- What is required -
Transcribe word for word each line from the one containing "If you could point at the insect" to the final line of the data, both included. Skip the pictures.

(Entries from a point annotation set)
## BEGIN
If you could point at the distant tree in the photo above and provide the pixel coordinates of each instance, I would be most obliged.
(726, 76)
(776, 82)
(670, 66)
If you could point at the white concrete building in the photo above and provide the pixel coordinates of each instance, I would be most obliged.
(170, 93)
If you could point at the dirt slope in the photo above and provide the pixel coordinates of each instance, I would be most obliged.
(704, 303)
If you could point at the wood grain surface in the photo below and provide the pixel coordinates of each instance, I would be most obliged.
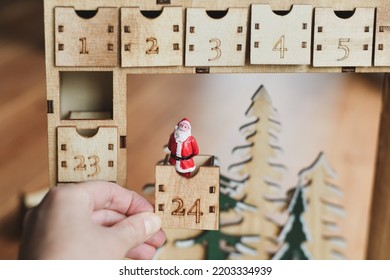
(336, 114)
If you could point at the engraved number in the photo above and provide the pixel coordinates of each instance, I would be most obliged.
(94, 163)
(83, 46)
(280, 46)
(344, 47)
(216, 48)
(179, 211)
(154, 48)
(81, 163)
(193, 211)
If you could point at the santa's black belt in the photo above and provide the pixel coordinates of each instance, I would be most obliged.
(181, 158)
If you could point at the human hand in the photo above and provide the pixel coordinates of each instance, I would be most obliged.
(92, 220)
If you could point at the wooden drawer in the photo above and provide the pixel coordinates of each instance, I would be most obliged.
(280, 39)
(87, 158)
(86, 38)
(188, 203)
(382, 37)
(342, 41)
(152, 41)
(216, 42)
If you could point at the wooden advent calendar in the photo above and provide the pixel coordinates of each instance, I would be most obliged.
(92, 45)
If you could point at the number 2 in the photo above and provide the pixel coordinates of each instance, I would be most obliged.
(154, 49)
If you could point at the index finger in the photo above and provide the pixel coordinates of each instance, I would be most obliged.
(107, 195)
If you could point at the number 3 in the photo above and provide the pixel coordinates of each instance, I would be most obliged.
(216, 48)
(344, 48)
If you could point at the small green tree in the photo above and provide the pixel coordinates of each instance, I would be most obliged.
(294, 234)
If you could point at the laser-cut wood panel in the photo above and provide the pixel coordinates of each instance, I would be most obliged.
(216, 42)
(188, 203)
(86, 42)
(277, 39)
(152, 41)
(382, 37)
(343, 42)
(87, 158)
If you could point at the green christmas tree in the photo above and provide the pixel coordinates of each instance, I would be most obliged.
(293, 234)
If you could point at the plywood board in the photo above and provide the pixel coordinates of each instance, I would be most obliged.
(216, 42)
(343, 41)
(86, 41)
(152, 41)
(382, 37)
(82, 158)
(280, 39)
(188, 203)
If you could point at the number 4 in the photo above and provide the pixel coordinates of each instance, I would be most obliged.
(280, 46)
(194, 210)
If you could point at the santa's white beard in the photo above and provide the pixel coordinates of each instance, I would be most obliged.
(181, 136)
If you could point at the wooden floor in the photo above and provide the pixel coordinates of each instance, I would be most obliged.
(337, 114)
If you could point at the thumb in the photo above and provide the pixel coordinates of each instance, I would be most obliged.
(138, 228)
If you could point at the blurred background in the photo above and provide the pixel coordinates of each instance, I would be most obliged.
(334, 113)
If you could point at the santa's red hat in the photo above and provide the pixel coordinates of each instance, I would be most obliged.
(185, 120)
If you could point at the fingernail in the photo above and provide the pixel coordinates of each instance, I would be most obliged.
(152, 224)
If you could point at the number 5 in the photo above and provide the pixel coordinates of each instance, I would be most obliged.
(344, 48)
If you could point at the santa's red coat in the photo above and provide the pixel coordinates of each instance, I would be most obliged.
(188, 147)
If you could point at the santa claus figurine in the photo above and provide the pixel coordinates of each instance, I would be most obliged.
(183, 148)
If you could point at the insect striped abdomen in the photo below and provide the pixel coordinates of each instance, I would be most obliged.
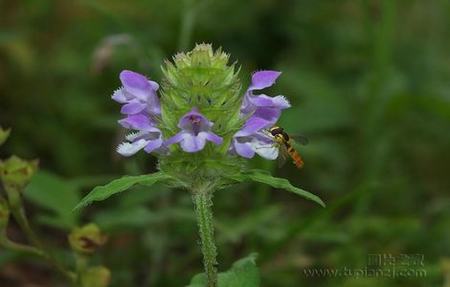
(294, 155)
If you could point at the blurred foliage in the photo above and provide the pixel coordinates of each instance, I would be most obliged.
(369, 81)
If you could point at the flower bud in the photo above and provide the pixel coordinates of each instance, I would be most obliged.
(98, 276)
(86, 239)
(4, 134)
(16, 173)
(202, 79)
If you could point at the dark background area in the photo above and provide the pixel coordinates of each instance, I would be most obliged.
(369, 82)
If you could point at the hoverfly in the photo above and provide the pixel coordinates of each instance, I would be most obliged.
(285, 146)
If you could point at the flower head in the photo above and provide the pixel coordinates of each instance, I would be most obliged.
(261, 112)
(195, 131)
(200, 101)
(138, 94)
(141, 106)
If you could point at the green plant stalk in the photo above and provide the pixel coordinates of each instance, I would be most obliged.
(202, 198)
(17, 247)
(18, 213)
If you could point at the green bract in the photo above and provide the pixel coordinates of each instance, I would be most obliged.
(203, 79)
## END
- Exercise answer -
If you could point at the insect striped abdomen in the photo below and provide the pixel coordinates of each instance, I would be most obliged.
(294, 155)
If you could point at the blurred foliage in the photo above and provide the pixel coordinates of each instance, I would be most obliged.
(369, 81)
If you could point at the flower bud in the photo above and provide the pixel coordinates of each instance, I would be most obliged.
(98, 276)
(86, 239)
(4, 134)
(16, 173)
(202, 79)
If you could point at the dark background area in the photo above and provide the pixel coordinates of each instance, I would be most obliged.
(369, 82)
If you could point at the hoverfly in the photo above and provide the pixel coordinates of each instance, I would be most obliged.
(285, 146)
If you could point at the flower head in the photo above and provide the pixel coordinates of each instance, I would be most obliged.
(261, 112)
(195, 131)
(200, 101)
(138, 94)
(141, 106)
If you could point at the green plant stalk in the photo above and provide the pixel coordinates of each instance, I would be most obliged.
(202, 198)
(17, 247)
(18, 213)
If you could point at the green bract in the photo above and provide the pixel coordinates of each instance, I would be most obliged.
(203, 79)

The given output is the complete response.